#### Exercise materials
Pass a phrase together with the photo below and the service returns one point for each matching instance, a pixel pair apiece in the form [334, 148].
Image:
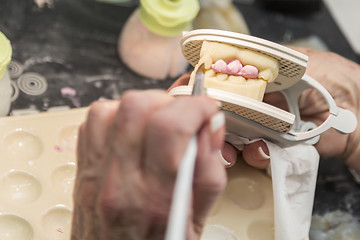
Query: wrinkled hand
[341, 78]
[128, 157]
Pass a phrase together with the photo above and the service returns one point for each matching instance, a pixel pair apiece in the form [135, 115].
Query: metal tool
[176, 228]
[252, 119]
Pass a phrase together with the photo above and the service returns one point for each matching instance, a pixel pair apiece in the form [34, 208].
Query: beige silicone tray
[245, 209]
[37, 172]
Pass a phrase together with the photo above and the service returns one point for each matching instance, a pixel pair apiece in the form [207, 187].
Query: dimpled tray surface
[245, 209]
[37, 174]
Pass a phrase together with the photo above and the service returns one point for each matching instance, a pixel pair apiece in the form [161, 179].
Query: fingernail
[217, 121]
[262, 153]
[226, 163]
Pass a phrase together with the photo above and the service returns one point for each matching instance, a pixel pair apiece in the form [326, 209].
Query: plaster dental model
[237, 70]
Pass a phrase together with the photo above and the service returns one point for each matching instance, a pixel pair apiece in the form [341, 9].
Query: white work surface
[346, 14]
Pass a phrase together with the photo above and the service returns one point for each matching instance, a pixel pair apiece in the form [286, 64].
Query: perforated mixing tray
[37, 172]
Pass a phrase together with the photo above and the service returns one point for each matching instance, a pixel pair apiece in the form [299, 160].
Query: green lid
[5, 53]
[168, 17]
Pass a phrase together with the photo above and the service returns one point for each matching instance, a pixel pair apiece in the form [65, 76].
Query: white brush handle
[176, 228]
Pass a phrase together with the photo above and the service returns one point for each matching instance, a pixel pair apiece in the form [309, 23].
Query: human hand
[341, 78]
[128, 157]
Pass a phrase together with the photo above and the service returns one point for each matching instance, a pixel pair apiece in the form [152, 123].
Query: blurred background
[67, 54]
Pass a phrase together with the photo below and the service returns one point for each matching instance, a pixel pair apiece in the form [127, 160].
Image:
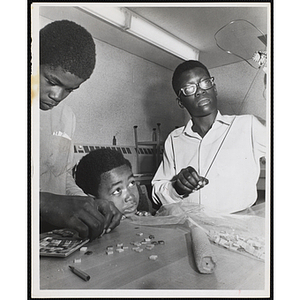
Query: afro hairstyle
[93, 165]
[68, 45]
[185, 66]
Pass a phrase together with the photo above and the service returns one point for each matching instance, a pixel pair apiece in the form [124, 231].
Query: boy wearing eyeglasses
[214, 160]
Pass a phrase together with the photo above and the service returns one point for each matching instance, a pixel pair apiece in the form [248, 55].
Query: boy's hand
[111, 213]
[74, 212]
[188, 181]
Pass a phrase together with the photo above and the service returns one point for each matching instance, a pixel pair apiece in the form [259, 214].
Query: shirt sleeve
[259, 138]
[71, 187]
[163, 191]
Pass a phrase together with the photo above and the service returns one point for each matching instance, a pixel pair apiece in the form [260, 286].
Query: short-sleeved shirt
[232, 176]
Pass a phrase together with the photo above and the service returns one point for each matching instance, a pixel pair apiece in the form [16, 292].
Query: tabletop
[174, 267]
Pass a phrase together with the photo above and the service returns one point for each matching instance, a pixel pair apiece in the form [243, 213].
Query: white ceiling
[195, 25]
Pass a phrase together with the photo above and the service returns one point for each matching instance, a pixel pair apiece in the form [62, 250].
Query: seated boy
[106, 174]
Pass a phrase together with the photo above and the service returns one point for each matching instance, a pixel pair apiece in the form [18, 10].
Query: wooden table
[174, 268]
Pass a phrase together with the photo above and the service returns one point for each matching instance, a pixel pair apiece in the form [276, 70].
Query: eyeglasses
[204, 84]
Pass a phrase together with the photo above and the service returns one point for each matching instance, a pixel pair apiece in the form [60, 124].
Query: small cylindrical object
[80, 273]
[154, 137]
[203, 253]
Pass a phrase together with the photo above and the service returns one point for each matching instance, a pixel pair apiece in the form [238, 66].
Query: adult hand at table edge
[111, 214]
[188, 181]
[74, 212]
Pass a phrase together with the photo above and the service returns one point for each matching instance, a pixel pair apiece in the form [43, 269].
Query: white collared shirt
[232, 176]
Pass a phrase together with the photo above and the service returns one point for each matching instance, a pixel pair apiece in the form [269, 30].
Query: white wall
[126, 90]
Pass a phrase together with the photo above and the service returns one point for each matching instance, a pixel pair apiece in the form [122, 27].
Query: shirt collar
[188, 127]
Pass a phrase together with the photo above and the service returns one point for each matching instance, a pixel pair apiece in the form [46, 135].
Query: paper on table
[204, 257]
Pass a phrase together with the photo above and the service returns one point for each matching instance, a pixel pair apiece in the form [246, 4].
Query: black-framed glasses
[204, 84]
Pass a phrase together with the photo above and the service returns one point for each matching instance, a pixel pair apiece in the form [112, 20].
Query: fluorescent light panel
[144, 29]
[113, 15]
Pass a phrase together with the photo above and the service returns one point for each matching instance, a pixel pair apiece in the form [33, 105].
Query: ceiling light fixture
[144, 29]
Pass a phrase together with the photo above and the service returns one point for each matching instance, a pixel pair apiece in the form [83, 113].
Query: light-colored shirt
[232, 176]
[57, 128]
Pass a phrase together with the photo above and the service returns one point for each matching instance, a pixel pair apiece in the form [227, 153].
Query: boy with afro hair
[106, 174]
[67, 59]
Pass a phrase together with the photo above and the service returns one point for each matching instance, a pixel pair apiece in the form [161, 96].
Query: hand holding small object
[111, 214]
[188, 181]
[75, 212]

#### Exercise aim
State the number of lines in the preceding data that contain the word "below", and nothing besides.

#### Answer section
2